## start Data

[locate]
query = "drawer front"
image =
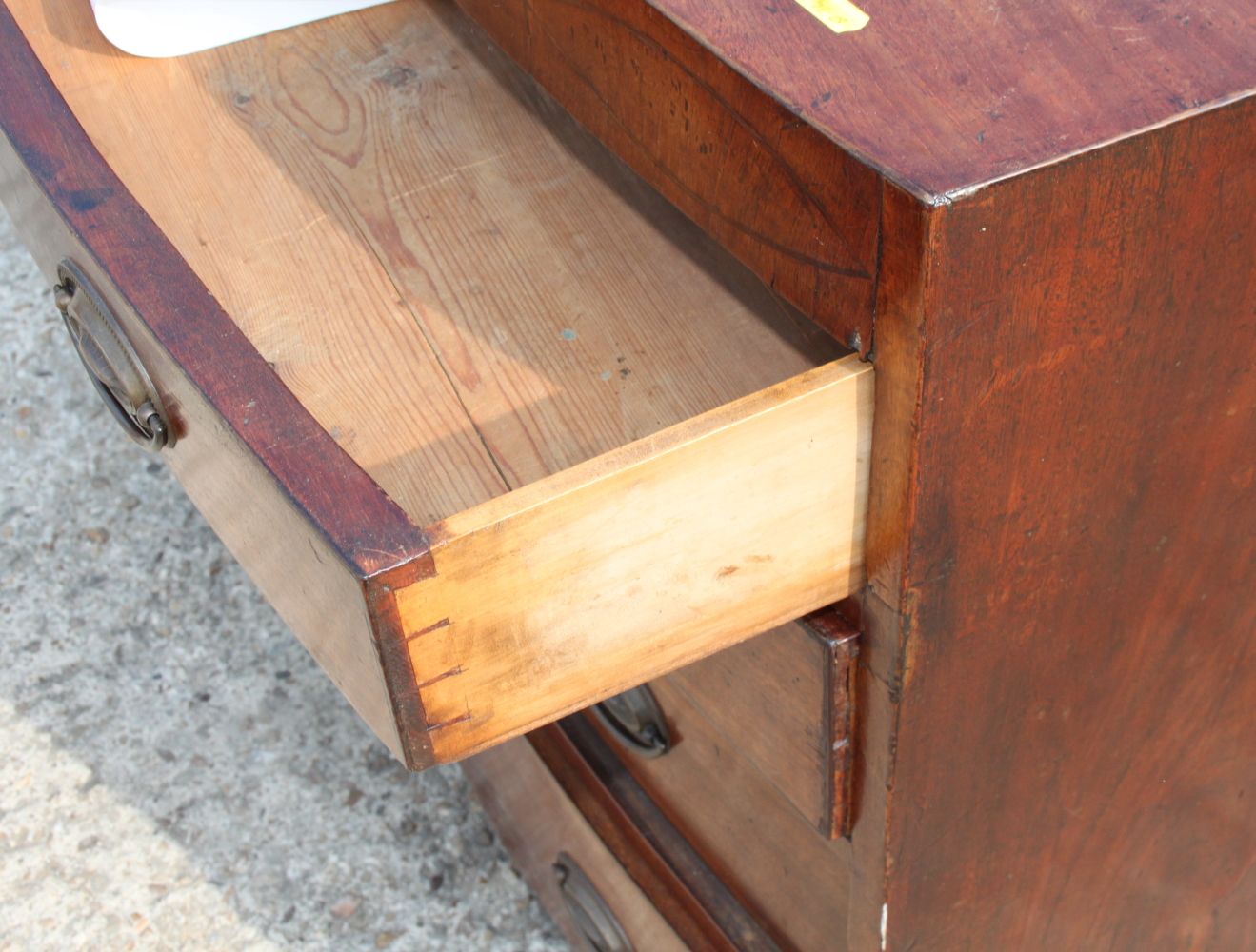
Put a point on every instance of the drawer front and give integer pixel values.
(249, 455)
(455, 634)
(540, 826)
(748, 799)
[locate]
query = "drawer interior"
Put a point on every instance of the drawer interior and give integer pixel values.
(463, 287)
(622, 449)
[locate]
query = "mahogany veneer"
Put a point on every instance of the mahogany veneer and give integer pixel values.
(1038, 221)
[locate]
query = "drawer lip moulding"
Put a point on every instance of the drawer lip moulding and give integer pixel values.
(451, 624)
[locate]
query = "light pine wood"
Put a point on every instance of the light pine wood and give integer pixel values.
(628, 453)
(642, 561)
(409, 231)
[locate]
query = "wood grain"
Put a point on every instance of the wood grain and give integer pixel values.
(767, 696)
(1073, 762)
(947, 95)
(839, 647)
(661, 862)
(621, 569)
(308, 526)
(536, 822)
(768, 188)
(787, 874)
(441, 225)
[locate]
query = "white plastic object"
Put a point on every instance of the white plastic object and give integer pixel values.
(173, 28)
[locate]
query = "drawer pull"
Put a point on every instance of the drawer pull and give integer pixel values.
(593, 917)
(637, 720)
(110, 359)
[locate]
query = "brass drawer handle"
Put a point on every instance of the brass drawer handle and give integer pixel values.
(637, 720)
(110, 359)
(593, 917)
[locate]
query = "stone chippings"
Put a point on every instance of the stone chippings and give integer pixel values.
(175, 771)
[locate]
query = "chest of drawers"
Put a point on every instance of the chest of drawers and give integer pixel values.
(508, 411)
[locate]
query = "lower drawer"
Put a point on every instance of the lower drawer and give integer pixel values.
(601, 854)
(560, 856)
(748, 773)
(491, 446)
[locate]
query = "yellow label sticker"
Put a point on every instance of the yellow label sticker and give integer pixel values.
(838, 15)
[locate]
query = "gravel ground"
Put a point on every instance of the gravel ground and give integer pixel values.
(175, 771)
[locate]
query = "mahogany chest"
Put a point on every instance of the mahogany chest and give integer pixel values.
(800, 461)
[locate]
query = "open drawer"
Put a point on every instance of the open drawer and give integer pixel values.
(495, 428)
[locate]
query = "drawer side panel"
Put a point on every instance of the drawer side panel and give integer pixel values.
(646, 559)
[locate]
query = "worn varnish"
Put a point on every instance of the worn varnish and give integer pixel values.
(946, 95)
(536, 821)
(787, 873)
(449, 225)
(767, 185)
(1067, 629)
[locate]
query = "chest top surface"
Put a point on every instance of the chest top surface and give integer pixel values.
(951, 94)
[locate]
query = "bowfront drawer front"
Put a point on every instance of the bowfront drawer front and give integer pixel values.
(788, 876)
(496, 429)
(786, 700)
(567, 865)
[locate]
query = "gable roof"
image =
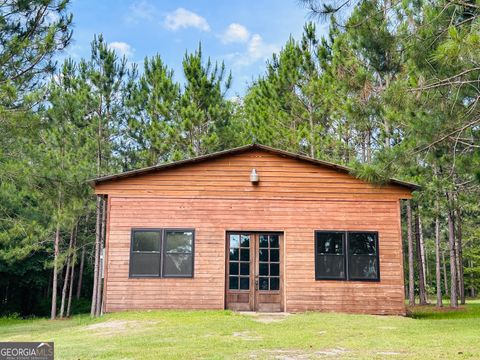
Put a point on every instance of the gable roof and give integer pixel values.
(234, 151)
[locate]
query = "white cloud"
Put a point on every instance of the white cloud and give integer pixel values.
(257, 50)
(122, 48)
(141, 10)
(182, 18)
(235, 33)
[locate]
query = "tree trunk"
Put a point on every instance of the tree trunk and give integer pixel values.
(67, 274)
(100, 271)
(72, 273)
(453, 267)
(472, 277)
(459, 252)
(421, 279)
(411, 275)
(445, 276)
(422, 251)
(80, 273)
(53, 313)
(438, 275)
(93, 309)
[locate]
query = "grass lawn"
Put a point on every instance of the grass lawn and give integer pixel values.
(428, 334)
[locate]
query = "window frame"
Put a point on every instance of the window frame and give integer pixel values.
(161, 253)
(377, 256)
(346, 255)
(162, 265)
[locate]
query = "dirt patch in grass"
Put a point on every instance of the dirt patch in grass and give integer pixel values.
(298, 354)
(389, 353)
(247, 335)
(115, 327)
(267, 318)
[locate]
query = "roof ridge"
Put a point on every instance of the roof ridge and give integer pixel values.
(238, 150)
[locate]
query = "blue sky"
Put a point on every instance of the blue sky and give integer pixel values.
(241, 33)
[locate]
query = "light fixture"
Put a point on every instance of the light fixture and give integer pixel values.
(254, 178)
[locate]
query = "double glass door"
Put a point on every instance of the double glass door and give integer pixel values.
(254, 272)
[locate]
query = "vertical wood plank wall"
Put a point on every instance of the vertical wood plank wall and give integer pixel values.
(215, 196)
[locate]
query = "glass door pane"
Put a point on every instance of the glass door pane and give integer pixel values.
(239, 262)
(268, 262)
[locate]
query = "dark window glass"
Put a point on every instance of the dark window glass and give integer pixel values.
(274, 269)
(178, 241)
(363, 256)
(244, 268)
(330, 267)
(330, 243)
(244, 283)
(145, 256)
(263, 283)
(363, 267)
(145, 264)
(274, 241)
(233, 268)
(177, 265)
(245, 254)
(263, 269)
(263, 254)
(176, 260)
(362, 243)
(234, 241)
(263, 241)
(329, 257)
(234, 254)
(274, 283)
(146, 240)
(245, 241)
(274, 255)
(178, 257)
(233, 282)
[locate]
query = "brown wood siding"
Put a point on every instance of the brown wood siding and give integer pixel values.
(280, 177)
(293, 197)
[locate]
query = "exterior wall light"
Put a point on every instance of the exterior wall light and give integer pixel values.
(254, 178)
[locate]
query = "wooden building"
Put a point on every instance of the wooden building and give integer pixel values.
(252, 228)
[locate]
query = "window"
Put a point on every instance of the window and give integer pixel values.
(341, 255)
(330, 255)
(362, 256)
(145, 256)
(162, 253)
(178, 253)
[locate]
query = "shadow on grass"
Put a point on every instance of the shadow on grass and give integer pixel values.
(431, 312)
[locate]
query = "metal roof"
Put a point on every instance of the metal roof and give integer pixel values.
(234, 151)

## end Data

_Work instructions_: Transcribe the whole listing, character for character, but not its images.

_Exercise answer_:
[locate]
query = "drawer front"
image =
Put a point on every instance of the drawer front and give integer pixel values.
(249, 455)
(455, 634)
(540, 826)
(748, 799)
[locate]
query = "drawer interior"
Put a point on every instance of the drawer interior and give integer pixel values.
(463, 287)
(622, 449)
[locate]
query = "mahogany veneer"
Put a point on every instance of the mahogany veneer and give integer pixel values.
(1038, 221)
[locate]
query = "drawer lip moulding"
Put a point on every instance of the drawer lip moulding and give integer pixel values.
(451, 624)
[locate]
query = "light pine wood"
Put a point on every instance of the light pine wood and give integer pixel values.
(628, 453)
(642, 561)
(409, 231)
[locate]
query = "wood grain"
Put a point on every instance of the wood grain and give integer pixel values.
(767, 696)
(1073, 762)
(947, 95)
(839, 647)
(661, 862)
(621, 569)
(308, 526)
(536, 822)
(768, 188)
(787, 874)
(441, 225)
[locate]
query = "white plastic object"
Put a point on every instance of the white plastic object and give integer pixel values.
(173, 28)
[locate]
query = "drawer pull"
Put a point on every instance of the drawer pull and give integer pixel values.
(593, 917)
(637, 720)
(110, 359)
[locate]
query = "brass drawer handle"
Put a point on every instance of the brass drawer handle and give integer pixel values.
(637, 720)
(110, 359)
(593, 917)
[locate]
query = "stone chippings"
Put a point on every instance of the stone chippings and give integer pixel values.
(175, 771)
[locate]
query = "chest of drawers"
Put a point on every instance of the chest of drawers and give integer pixel values.
(508, 411)
[locate]
query = "lower drawer"
Put a point on every instance of the lower drawer and give integer pixel values.
(601, 854)
(560, 856)
(748, 773)
(491, 446)
[locate]
query = "yellow label sticker"
Put a point on every instance of the yellow label sticker and give integer pixel values.
(838, 15)
[locate]
query = "gravel ground"
Put a point on every instance of the gravel ground and give integer pixel values.
(175, 771)
[locate]
query = "mahogany chest"
Put a point on every instance of the mahogany chest and give integer pixel values.
(800, 461)
[locate]
query = "open drawer"
Put a point on every instance of the open drawer and give integer pixel values.
(495, 428)
[locate]
query = "drawer side panel"
Put a point on every instance of the drawer side panel and give integer pixel values.
(646, 559)
[locate]
query = "worn varnish"
Put a point on every instance of the worn varnish and give integer pixel values.
(946, 95)
(536, 821)
(787, 873)
(449, 225)
(767, 185)
(1067, 629)
[locate]
query = "chest top surface"
Put a point on every instance of the chest top surface and give integer pixel values.
(951, 94)
[locate]
query = "bowfront drawer front"
Put a point on every instance of the bowfront drawer front and give integer pixel values.
(788, 876)
(496, 429)
(786, 700)
(567, 865)
[locate]
query = "gable roof"
image =
Put a point on every instance of the gable roof and give integer pixel values.
(234, 151)
[locate]
query = "white cloud"
Put a point on every instance of the white cloud and give integer pixel values.
(257, 50)
(122, 48)
(141, 10)
(182, 18)
(235, 33)
[locate]
query = "tree trunk"
Put a point on every instance of the tree trunk and give integer pixel values.
(67, 274)
(100, 271)
(72, 273)
(453, 267)
(472, 277)
(459, 252)
(421, 279)
(411, 275)
(445, 276)
(422, 251)
(80, 273)
(53, 313)
(438, 275)
(93, 309)
[locate]
query = "grass lawn"
Put a point on every instance of the grass lawn and give integer pixel values.
(428, 334)
[locate]
query = "window frame"
Put a point on every instance of the window frame and give integer pixel values.
(161, 253)
(377, 256)
(346, 255)
(162, 265)
[locate]
query = "dirt patch in grass"
Put a point on every instance of the dirt patch in grass and give integer pixel values.
(298, 354)
(389, 353)
(247, 335)
(115, 327)
(267, 318)
[locate]
query = "roof ridge"
Put a point on every instance of the roof ridge and give integer pixel values.
(238, 150)
[locate]
query = "blue sky"
Put a point on every instance of the blue sky and give integer pixel values.
(241, 33)
[locate]
query = "light fixture"
Put a point on every instance of the light fixture and give integer pixel values.
(254, 178)
[locate]
query = "double glass door"
Put a point on every instance of the double glass door and give integer pixel values.
(254, 272)
[locate]
query = "vertical wood plank wall"
Put a point on every instance of the vertical wood plank wall and give integer pixel values.
(215, 196)
[locate]
query = "glass door pane"
Put a point on every instance of the glass door pane and give integer pixel values.
(239, 262)
(268, 262)
[locate]
query = "dark window glass"
Put a point on every instance of the dark window glass and give integer pixel values.
(274, 269)
(178, 241)
(363, 256)
(244, 268)
(330, 267)
(330, 243)
(244, 283)
(145, 256)
(263, 283)
(363, 267)
(145, 264)
(274, 241)
(233, 268)
(177, 265)
(245, 254)
(263, 269)
(263, 254)
(176, 260)
(362, 243)
(234, 241)
(263, 241)
(329, 257)
(234, 254)
(274, 283)
(146, 240)
(245, 241)
(274, 255)
(178, 257)
(233, 282)
[locate]
query = "brown wood siding"
Put a point on every instance of the brown wood siding and give integer pixel values.
(280, 177)
(293, 197)
[locate]
query = "exterior wall light"
Put a point on every instance of the exterior wall light and give integer pixel values.
(254, 178)
[locate]
query = "wooden building"
Put a point on every instance of the wooden building and give integer pixel values.
(252, 228)
[locate]
query = "window"
Put a point on every instance of the window and give integer pixel values.
(341, 255)
(330, 255)
(362, 256)
(145, 256)
(162, 253)
(178, 253)
[locate]
query = "shadow on grass"
Put a point on every instance of the shadow on grass and give integer pixel values.
(431, 312)
[locate]
query = "metal roof"
Put a point on every instance of the metal roof and give integer pixel values.
(234, 151)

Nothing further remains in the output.